Description of the task:
Output the data verbatim, with nothing added or dropped.

Material to process:
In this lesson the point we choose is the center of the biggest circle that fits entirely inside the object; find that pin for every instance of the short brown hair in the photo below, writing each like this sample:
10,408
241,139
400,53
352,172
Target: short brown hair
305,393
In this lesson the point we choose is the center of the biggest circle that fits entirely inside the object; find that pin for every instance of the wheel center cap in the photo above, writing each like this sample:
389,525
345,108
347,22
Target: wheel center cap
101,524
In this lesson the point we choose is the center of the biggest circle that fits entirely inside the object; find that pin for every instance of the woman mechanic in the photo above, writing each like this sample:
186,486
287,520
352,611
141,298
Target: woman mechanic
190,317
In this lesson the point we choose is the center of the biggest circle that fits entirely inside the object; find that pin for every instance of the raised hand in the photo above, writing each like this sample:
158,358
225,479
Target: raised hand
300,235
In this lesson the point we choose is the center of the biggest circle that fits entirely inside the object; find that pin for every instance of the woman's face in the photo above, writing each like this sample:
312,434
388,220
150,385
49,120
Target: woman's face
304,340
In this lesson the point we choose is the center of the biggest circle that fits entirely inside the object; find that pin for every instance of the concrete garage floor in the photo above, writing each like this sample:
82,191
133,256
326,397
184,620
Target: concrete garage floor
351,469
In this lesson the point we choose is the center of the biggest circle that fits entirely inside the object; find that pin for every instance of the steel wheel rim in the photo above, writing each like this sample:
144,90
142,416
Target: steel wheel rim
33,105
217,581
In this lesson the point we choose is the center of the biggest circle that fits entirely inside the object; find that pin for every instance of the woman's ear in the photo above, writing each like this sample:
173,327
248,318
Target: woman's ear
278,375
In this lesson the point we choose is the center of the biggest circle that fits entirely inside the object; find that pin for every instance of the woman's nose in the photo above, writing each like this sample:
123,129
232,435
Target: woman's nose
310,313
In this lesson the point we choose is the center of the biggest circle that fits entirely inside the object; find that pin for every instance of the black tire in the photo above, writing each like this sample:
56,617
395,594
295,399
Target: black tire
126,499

Exercise response:
In this lesson the point we choose is the center of the biggest circle that fits entirely inside the object; find that pin for every instance of the short brown hair in the photo below, writing each like this sample:
10,408
241,139
400,53
352,172
Target: short brown hair
305,393
In this lesson the point we choose is the center of the biggest circle that fits entirely inside the object; find that pin for every instance of the wheel center cap in the photo above, writing each like this sample:
389,525
345,108
347,22
Target: wheel center cap
101,524
In this lesson the point we choose is the center of the biggest circle that fits entirely inside the object; find that pin for every instance of the woman mechanic in the photo above, writing each like this sample:
186,486
287,520
352,611
141,298
Target: woman mechanic
190,317
In this lesson the point we choose is the center of the biggest circle that fits entirely inside the object; find that pin for every instance of the raised hand in the photo above, writing each like this sample:
158,358
225,479
Target: raised hand
300,235
In this lesson the point we choose is the center of the biggest circle that fits entirely inside the object; find that pin for every instance of the woman's face in the photo above, writing each like this sample:
312,434
388,220
150,385
49,120
Target: woman's face
304,340
In this lesson the point we choose is the center of the biggest circle that fits entirely inside the object; find that pin for every instance of the concrete garage floor in the photo above, writing each like this sample:
82,191
133,256
326,397
184,620
Target: concrete garage floor
351,469
In this lesson the point we choose is the center of the biggest circle that fits entirely inside the object; find that pin for every instance of the steel wheel rim in the photo above, writing each like this sample:
144,90
142,416
Target: steel wheel rim
33,105
217,581
In this lesson the point we choose is the center of the biggest circle that fits entirely inside the object; find that pin for every instance of the woman's ear in the photo above, writing each like this sample:
173,327
248,318
Target: woman's ear
278,375
In this lesson the point we choose is the center of the biggest circle that fits entirely inside the object; find that pin for every instance of the woman's nose in the photo above, writing each like this sample:
123,129
232,435
Target: woman's nose
310,313
In this lesson the point we choose is the center of the biggest circle that fits entirely inside the object; find that pin for every instance of the black tire in the photo above, writing each like this sample:
56,617
395,594
295,399
Target: black tire
126,499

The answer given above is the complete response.